• **Your goal**:
In the entries that follow, the line with "point(603, 397)" opens the range and the line with "point(415, 582)" closes it; repeat that range exactly, both lines included.

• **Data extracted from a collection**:
◆ ◆ ◆ ◆ ◆

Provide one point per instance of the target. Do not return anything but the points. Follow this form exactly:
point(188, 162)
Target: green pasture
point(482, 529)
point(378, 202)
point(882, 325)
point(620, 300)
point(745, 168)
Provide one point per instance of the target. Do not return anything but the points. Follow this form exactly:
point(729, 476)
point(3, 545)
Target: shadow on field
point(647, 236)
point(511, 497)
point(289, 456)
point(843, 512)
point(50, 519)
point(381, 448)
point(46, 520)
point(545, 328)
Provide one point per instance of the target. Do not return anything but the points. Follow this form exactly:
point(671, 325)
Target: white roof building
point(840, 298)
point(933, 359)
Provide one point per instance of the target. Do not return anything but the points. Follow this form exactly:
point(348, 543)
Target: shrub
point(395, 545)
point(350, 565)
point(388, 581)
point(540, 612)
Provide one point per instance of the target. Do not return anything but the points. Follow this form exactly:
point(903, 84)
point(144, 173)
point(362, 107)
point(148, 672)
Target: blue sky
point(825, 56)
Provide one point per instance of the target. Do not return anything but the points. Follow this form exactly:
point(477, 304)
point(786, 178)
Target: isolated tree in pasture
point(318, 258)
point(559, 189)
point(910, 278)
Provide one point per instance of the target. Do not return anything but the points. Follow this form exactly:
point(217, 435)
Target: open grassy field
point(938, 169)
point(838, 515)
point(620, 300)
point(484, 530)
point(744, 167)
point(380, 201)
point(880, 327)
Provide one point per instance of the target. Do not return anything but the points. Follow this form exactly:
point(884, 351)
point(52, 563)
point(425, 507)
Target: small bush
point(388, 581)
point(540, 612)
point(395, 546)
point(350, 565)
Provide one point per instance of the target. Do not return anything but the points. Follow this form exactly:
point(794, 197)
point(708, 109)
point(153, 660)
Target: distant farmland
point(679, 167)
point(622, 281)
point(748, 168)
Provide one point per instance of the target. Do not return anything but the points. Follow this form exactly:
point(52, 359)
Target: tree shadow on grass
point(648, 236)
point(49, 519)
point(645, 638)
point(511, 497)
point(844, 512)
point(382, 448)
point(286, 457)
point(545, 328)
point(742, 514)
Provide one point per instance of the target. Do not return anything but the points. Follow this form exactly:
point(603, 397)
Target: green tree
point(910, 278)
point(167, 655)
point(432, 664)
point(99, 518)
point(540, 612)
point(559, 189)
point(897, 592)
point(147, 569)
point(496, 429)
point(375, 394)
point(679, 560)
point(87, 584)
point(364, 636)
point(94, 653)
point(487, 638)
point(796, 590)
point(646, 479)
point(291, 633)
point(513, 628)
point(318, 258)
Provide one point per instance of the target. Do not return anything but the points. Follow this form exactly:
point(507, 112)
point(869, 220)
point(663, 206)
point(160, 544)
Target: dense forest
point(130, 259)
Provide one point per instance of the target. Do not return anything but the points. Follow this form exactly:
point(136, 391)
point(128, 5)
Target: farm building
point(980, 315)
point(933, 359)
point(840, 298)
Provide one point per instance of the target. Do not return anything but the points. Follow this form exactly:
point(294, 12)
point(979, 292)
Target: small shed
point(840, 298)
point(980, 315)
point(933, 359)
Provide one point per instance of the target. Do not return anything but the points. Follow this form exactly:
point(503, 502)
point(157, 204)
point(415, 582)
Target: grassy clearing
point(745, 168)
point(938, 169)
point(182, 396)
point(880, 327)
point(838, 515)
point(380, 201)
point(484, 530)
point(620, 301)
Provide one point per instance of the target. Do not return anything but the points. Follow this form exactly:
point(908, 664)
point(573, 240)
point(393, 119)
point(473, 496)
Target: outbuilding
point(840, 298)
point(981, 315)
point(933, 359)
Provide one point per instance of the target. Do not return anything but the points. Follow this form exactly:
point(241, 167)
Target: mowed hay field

◆ ◆ ◆ ◆ ◆

• **Completed exercise**:
point(603, 397)
Target: green tree
point(910, 278)
point(167, 655)
point(432, 664)
point(99, 518)
point(540, 612)
point(559, 189)
point(897, 592)
point(147, 569)
point(496, 429)
point(375, 394)
point(679, 560)
point(87, 584)
point(364, 636)
point(94, 653)
point(487, 638)
point(796, 590)
point(646, 479)
point(291, 633)
point(513, 628)
point(318, 258)
Provide one point per instance of the target. Do not return anything but the points. Follow this form exactly:
point(507, 112)
point(869, 220)
point(663, 206)
point(160, 544)
Target: dense forest
point(130, 259)
Provide one point per instance of the target. Do not return anything but the points. Follow this form exactly:
point(136, 391)
point(128, 5)
Target: farm building
point(980, 315)
point(933, 359)
point(840, 298)
Provide one point per instance of the target. Do not return anything but the points. Follow this form exactly:
point(294, 12)
point(979, 292)
Target: small shed
point(840, 298)
point(980, 315)
point(933, 359)
Provide one point per instance of the target. Do not return anything but the points. Follow this form exactly:
point(503, 502)
point(157, 204)
point(415, 582)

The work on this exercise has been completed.